§ Set task
Print, exactly and completely, every entry in the data.

§ Source data

-.-.-

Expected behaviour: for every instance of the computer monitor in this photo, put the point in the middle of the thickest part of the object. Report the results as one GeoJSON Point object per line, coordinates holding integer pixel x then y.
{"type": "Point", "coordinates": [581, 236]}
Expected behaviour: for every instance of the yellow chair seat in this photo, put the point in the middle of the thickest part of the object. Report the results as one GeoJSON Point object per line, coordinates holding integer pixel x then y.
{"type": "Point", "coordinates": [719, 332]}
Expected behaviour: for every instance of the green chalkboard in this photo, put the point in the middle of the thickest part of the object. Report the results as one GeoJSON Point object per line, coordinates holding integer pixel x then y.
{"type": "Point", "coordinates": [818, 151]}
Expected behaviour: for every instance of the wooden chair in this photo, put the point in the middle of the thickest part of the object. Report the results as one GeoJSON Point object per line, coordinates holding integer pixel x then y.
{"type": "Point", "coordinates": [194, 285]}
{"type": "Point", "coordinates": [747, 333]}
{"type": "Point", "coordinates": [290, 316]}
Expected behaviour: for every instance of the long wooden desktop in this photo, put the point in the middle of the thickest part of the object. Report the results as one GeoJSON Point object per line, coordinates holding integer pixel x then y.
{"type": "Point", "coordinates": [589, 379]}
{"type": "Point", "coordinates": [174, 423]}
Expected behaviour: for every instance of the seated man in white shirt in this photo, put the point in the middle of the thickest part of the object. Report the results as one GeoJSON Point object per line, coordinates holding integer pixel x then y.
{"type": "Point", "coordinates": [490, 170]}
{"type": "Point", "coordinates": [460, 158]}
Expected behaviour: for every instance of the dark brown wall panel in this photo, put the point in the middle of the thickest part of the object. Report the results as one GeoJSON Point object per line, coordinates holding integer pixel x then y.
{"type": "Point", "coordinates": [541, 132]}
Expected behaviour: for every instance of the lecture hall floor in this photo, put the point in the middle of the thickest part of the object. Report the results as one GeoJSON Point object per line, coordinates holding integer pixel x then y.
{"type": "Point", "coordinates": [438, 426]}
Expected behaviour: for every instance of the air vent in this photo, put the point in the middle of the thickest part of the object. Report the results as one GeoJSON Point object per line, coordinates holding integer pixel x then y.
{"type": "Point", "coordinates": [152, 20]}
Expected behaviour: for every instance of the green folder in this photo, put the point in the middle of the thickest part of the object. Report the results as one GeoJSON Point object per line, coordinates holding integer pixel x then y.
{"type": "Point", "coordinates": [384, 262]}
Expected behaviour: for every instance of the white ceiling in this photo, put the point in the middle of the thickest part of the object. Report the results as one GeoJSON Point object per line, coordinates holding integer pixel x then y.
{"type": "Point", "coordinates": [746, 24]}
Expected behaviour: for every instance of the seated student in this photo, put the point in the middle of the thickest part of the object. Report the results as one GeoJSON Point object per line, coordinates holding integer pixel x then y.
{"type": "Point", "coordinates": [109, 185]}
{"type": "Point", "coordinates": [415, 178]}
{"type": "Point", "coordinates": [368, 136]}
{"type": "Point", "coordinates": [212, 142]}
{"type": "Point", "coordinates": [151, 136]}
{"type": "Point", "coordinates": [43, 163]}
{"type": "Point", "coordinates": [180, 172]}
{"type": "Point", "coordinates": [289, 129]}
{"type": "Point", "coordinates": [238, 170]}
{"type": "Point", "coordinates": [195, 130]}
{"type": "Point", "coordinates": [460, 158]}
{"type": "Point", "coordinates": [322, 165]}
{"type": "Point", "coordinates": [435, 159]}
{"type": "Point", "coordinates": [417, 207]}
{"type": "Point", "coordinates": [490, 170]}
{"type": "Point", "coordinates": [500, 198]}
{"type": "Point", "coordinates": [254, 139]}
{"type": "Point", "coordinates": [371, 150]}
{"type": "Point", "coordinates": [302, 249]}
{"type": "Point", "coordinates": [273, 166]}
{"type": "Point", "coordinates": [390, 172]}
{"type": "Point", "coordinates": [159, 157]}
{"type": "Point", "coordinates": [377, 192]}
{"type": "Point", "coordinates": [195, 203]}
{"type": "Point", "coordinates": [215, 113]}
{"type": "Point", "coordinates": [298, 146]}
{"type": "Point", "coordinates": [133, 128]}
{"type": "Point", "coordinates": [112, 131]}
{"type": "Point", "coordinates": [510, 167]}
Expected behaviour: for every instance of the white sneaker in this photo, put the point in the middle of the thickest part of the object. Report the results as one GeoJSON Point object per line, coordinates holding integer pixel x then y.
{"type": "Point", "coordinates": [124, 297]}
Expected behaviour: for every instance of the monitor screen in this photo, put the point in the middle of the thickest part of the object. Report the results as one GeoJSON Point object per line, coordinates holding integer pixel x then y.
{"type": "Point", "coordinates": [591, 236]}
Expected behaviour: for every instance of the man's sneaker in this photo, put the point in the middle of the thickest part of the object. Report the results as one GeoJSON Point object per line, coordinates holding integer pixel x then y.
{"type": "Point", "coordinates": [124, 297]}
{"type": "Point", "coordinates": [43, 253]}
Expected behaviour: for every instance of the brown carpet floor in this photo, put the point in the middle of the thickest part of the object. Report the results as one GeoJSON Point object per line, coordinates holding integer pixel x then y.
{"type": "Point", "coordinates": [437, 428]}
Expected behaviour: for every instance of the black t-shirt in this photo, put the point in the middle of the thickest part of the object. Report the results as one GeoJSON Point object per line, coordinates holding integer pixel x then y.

-.-.-

§ Response to this task
Expected behaviour: for every instance of the computer monitor in this photo, put the point in the middle of the thickest part of the object. Report the results as one GeoJSON Point object per line, coordinates holding integer pixel x then y.
{"type": "Point", "coordinates": [581, 236]}
Expected behaviour: for every instance of the yellow chair seat in this photo, put the point in the middle of the thickest part of the object. Report the results as one GeoJSON Point object per line, coordinates holding integer pixel x then y.
{"type": "Point", "coordinates": [719, 332]}
Expected behaviour: for every instance of the green chalkboard in this photo, put the point in the middle of the thickest part of the object. Report the results as one GeoJSON Point object per line, coordinates holding integer pixel x then y.
{"type": "Point", "coordinates": [818, 151]}
Expected behaviour: for every instance of the wooden chair in this photo, put the point in the middle of the thickest part of the object. Report the results as one GeoJSON Point object per line, coordinates holding integer pixel x then y.
{"type": "Point", "coordinates": [194, 285]}
{"type": "Point", "coordinates": [747, 333]}
{"type": "Point", "coordinates": [290, 316]}
Expected behaviour: for every instance of the long wooden desktop in this photo, put the point in the middle of the thickest part of the object. Report the results as one GeoJSON Point object per line, coordinates holding integer pixel x then y.
{"type": "Point", "coordinates": [589, 379]}
{"type": "Point", "coordinates": [174, 423]}
Expected behaviour: for every instance of the seated man in white shirt in this photo, put the point in the middle of the thickest part of the object. Report the results as one GeoJSON Point object per line, coordinates holding integer pixel x then y.
{"type": "Point", "coordinates": [490, 170]}
{"type": "Point", "coordinates": [460, 158]}
Expected behaviour: for every instance of the dark brown wall panel in this photo, put the point in the middle of the thickest part of the object. Report the results as one GeoJSON Point object per line, coordinates holding integer pixel x then y.
{"type": "Point", "coordinates": [541, 132]}
Expected behaviour: for every instance of the lecture hall floor in this photo, put the point in the middle of the thickest part of the object. Report the results as one GeoJSON Point object per line, coordinates holding integer pixel x then y.
{"type": "Point", "coordinates": [438, 426]}
Expected behaviour: for every instance of the air vent in this photo, put the point in the middle of the thickest part of the object. Report the results as one GeoJSON Point object per line, coordinates holding integer pixel x then y.
{"type": "Point", "coordinates": [152, 20]}
Expected behaviour: for every instance of the green folder in this photo, put the point in the middle of the thickest part of the object. Report the results as one GeoJSON Point object per line, coordinates holding integer pixel x then y.
{"type": "Point", "coordinates": [384, 262]}
Expected behaviour: for every instance of the white ceiling in this photo, put the point in the middle of the thickest part of the object. Report the results as one GeoJSON Point object per line, coordinates holding integer pixel x then y.
{"type": "Point", "coordinates": [746, 24]}
Expected behaviour: for every instance of the seated student in this photo, put the point in the middle of the thickest part of the object. Report the results as one GeoJSON Point object per line, coordinates holding integer pixel x then y.
{"type": "Point", "coordinates": [109, 185]}
{"type": "Point", "coordinates": [415, 178]}
{"type": "Point", "coordinates": [368, 136]}
{"type": "Point", "coordinates": [212, 142]}
{"type": "Point", "coordinates": [151, 136]}
{"type": "Point", "coordinates": [43, 163]}
{"type": "Point", "coordinates": [180, 172]}
{"type": "Point", "coordinates": [289, 129]}
{"type": "Point", "coordinates": [238, 170]}
{"type": "Point", "coordinates": [195, 130]}
{"type": "Point", "coordinates": [460, 158]}
{"type": "Point", "coordinates": [322, 165]}
{"type": "Point", "coordinates": [435, 159]}
{"type": "Point", "coordinates": [417, 207]}
{"type": "Point", "coordinates": [490, 170]}
{"type": "Point", "coordinates": [500, 198]}
{"type": "Point", "coordinates": [254, 139]}
{"type": "Point", "coordinates": [371, 150]}
{"type": "Point", "coordinates": [302, 249]}
{"type": "Point", "coordinates": [273, 166]}
{"type": "Point", "coordinates": [390, 172]}
{"type": "Point", "coordinates": [159, 157]}
{"type": "Point", "coordinates": [377, 192]}
{"type": "Point", "coordinates": [195, 203]}
{"type": "Point", "coordinates": [215, 113]}
{"type": "Point", "coordinates": [298, 146]}
{"type": "Point", "coordinates": [133, 128]}
{"type": "Point", "coordinates": [112, 131]}
{"type": "Point", "coordinates": [510, 167]}
Expected behaviour: for every instance of the white sneaker in this photo, put the point in the middle of the thickest part of the object. Report the results as one GeoJSON Point object per line, coordinates holding integer pixel x then y.
{"type": "Point", "coordinates": [124, 297]}
Expected behaviour: for every instance of the monitor screen in this photo, put the point in the middle of the thickest part of the object. Report the results as one GeoJSON Point object per line, coordinates holding integer pixel x then y.
{"type": "Point", "coordinates": [591, 236]}
Expected behaviour: for every instance of the man's sneaker in this photo, put the point in the middle of the thickest part of the object. Report the results as one GeoJSON Point object per line, coordinates holding integer pixel x then y.
{"type": "Point", "coordinates": [124, 297]}
{"type": "Point", "coordinates": [43, 253]}
Expected behaviour: for every instance of the brown carpet floor in this photo, put the point in the middle of the thickest part of the object. Report the results as one GeoJSON Point object per line, coordinates holding integer pixel x then y.
{"type": "Point", "coordinates": [437, 428]}
Expected behaviour: for every instance of the black t-shirt in this photo, put the point in the middle of the thickest part of the object. Report the results as one GeoJSON Point object per line, coordinates holding integer pixel x then y.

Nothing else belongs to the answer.